-------- Exercise inputs --------

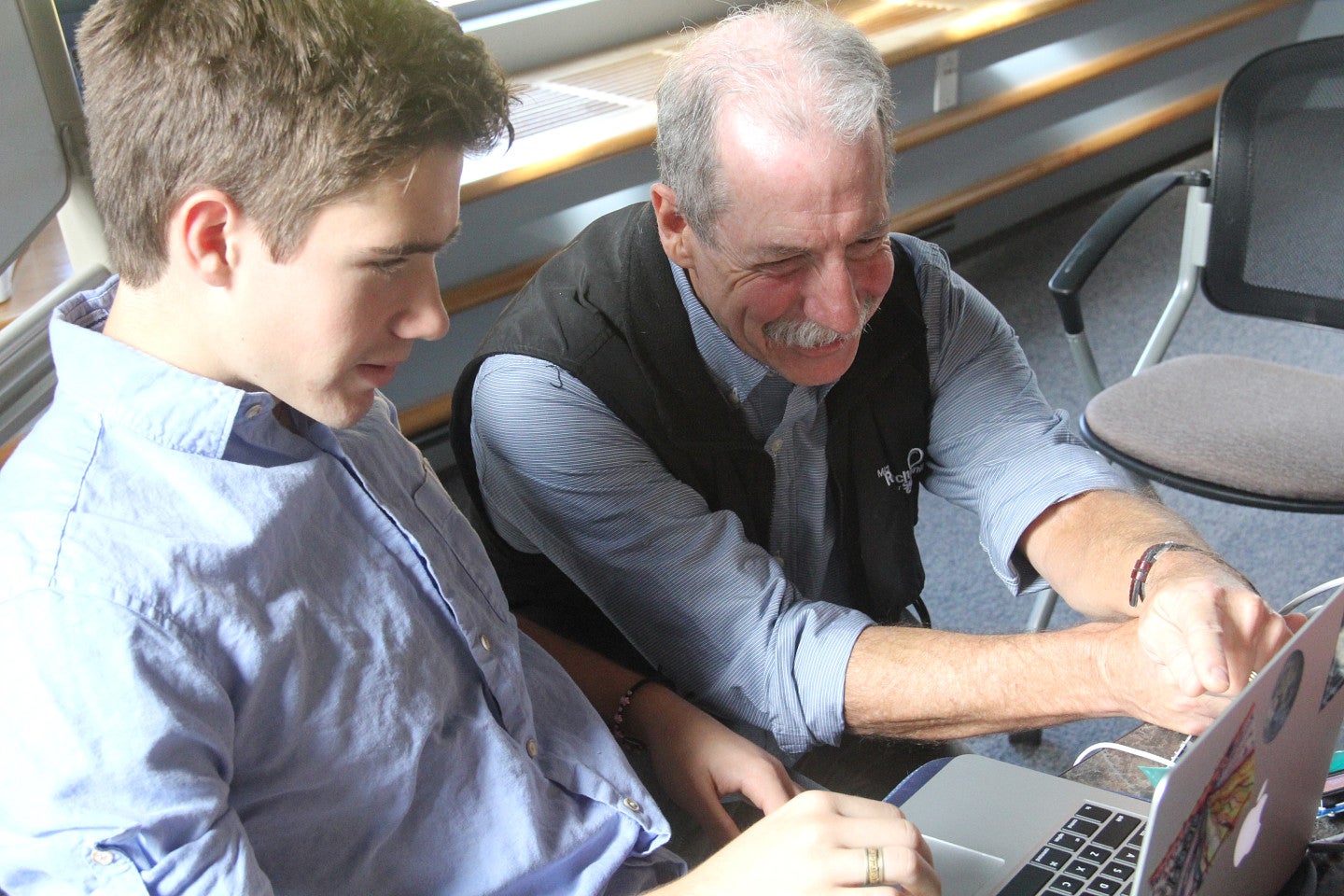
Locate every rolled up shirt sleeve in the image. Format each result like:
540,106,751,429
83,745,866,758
471,355,873,752
896,236,1129,593
0,591,272,896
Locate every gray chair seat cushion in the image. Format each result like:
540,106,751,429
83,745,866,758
1085,355,1344,501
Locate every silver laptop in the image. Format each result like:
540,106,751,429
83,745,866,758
898,588,1344,896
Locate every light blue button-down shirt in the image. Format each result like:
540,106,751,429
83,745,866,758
471,233,1125,752
0,282,680,896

--------

## Exercise details
Rewrite the lines above as a Markdown table with a Row column holding each row's number and a Content column holding the line, leaving out blank lines and the pictures.

## Answer
| Row | Content |
|---|---|
| 1 | Locate every rolled up shirt sleeve in the image. Format each result like: |
| 2 | 540,106,751,429 |
| 3 | 83,745,866,758 |
| 4 | 471,355,873,752 |
| 5 | 896,236,1129,593 |
| 6 | 0,591,272,896 |
| 7 | Locate every gray chair seat cushion in the image. Format each result like: |
| 8 | 540,106,751,429 |
| 9 | 83,745,866,758 |
| 10 | 1085,355,1344,501 |
| 11 | Locate every silver laptop in the image. Format each result like: |
| 12 | 540,106,751,429 |
| 13 | 83,745,866,758 |
| 14 | 898,588,1344,896 |
| 15 | Locate every light blue button-down shirt in the image. Format each result like: |
| 16 | 540,106,751,429 |
| 17 | 83,745,866,758 |
| 18 | 471,233,1125,752 |
| 19 | 0,282,680,896 |